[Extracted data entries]
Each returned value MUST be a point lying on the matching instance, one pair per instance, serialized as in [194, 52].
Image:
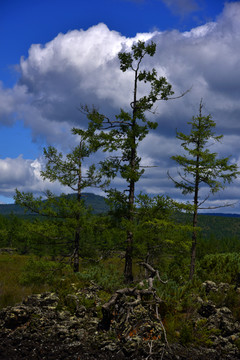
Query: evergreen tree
[201, 167]
[67, 170]
[125, 133]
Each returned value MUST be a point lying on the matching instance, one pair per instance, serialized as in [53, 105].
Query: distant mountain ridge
[96, 202]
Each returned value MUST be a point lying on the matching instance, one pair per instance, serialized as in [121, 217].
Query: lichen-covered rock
[42, 328]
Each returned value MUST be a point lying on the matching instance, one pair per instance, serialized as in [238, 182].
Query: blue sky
[42, 85]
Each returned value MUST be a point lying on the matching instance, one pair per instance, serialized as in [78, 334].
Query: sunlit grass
[11, 291]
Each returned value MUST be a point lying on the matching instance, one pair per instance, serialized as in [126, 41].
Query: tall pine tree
[126, 132]
[200, 167]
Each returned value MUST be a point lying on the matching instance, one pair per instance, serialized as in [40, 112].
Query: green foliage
[12, 292]
[40, 272]
[220, 267]
[200, 168]
[122, 136]
[108, 277]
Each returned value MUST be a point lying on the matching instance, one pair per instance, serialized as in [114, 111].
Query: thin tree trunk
[128, 272]
[76, 251]
[194, 245]
[78, 230]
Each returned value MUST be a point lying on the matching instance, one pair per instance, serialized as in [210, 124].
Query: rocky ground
[41, 328]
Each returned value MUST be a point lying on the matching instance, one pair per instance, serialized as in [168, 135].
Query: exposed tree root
[120, 311]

| WHAT THE TASK REQUIRES |
Each line above, from the one that contains "Query: rocky ground" to the last line of the records, should be repeated exactly. Leave out all others.

| ANSWER SPACE |
Query: rocky ground
[41, 328]
Each returned value MUST be a point lying on the matching instance, one pair per instance, serialized as in [168, 135].
Query: exposed tree root
[120, 311]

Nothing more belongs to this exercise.